Work to be completed: Resume the forum discussion below about government debt and rising interest rates, writing on from its final sentence.
-------- Text under study
I know it's a bit of a cliche, some might protest a furphy.... but the left generally love the debt, and the right like the balanced books, through ruthless cost cuttings etc...

all through the near zero interest rates period the left had their time... and then when abbott came out with his 'debt and deficit crisis' he got little traction, and ruthlessly ridiculed basically...

with the argument being '...now's the time to borrow, with interests rates so low...'

sounds reasonable... until it's not... until you see a less than six months dramatic turnaround in interest rates, like we have...

now chalmers is rattling on about '...the massive debt we inherited' ...and its one of his main priorties / obsessions...

probably rightly so, I read yesterday just the interest is now in our top five expenses, up there with medicare, ndis and social security...

hardly insignificant

all just shameless political point scoring and sort sightedness... from both sides...

and dumb, oh so dumb...

thanks Syp.

It's exactly what I thought - he seemed to be advocating MMT in the article.

Here's the breakdown of expenditures from the last budget.
----------------
-------- Data excerpts
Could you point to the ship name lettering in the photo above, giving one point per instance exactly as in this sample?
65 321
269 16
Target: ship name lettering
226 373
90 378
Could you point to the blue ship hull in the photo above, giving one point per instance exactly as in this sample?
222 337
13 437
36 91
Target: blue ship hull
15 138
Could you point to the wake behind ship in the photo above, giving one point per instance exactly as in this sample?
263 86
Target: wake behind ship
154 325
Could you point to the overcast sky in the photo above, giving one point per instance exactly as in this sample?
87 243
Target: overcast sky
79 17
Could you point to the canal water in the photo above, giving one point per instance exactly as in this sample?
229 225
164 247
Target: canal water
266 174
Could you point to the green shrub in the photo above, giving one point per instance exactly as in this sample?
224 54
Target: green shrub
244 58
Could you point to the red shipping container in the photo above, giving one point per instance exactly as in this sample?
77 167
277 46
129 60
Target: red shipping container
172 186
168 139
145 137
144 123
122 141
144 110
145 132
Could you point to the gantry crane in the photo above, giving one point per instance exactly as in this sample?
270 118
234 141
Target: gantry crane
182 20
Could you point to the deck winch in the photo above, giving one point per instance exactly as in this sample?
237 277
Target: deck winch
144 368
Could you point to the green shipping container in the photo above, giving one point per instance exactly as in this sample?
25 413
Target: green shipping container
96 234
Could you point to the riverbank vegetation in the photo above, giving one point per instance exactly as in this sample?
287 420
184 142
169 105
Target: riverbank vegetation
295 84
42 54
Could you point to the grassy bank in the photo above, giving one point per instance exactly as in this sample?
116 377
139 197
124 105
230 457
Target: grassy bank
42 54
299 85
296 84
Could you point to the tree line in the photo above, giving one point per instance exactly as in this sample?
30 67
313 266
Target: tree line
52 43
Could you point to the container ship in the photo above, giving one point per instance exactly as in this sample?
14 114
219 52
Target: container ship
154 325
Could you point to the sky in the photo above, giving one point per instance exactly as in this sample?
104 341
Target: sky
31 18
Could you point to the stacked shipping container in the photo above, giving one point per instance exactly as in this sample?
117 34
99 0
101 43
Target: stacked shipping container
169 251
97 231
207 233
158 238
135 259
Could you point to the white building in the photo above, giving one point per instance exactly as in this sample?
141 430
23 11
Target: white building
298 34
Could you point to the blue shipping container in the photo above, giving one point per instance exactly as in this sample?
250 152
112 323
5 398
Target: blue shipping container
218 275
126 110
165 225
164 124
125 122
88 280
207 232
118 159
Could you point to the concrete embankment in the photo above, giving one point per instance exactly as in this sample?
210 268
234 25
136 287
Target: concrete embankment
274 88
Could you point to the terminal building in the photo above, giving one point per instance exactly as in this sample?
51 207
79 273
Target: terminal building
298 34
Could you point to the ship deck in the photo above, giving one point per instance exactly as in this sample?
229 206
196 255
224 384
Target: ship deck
----------------
Reply to the task:
Interest pmts were $28b out of $589b in total expenditures.

If govt debt was 100% of GDP (about $1,600b) at 6% interest, the interest expense would be $96b (2nd largest component of expenditures).

That would be placing a large debt burden on the nation, and put us up there with the basket case economies.

But at currently 36% of GDP, Australia could run some budget deficits and increase govt debt a bit more, provided the money was well spent (invested).

So I agree with Kohler that Chambers would be making a mistake by adhering to a belief that he needs to rein in government spending, balance the books and reduce debt.

(I think Australia should make a large public/government investment in renewables based energy independence.)

Yes MMT sounds (and works) fantastic in a 0% bond yield environment, but it's not so good when yields start to rise, as Japan is now finding out.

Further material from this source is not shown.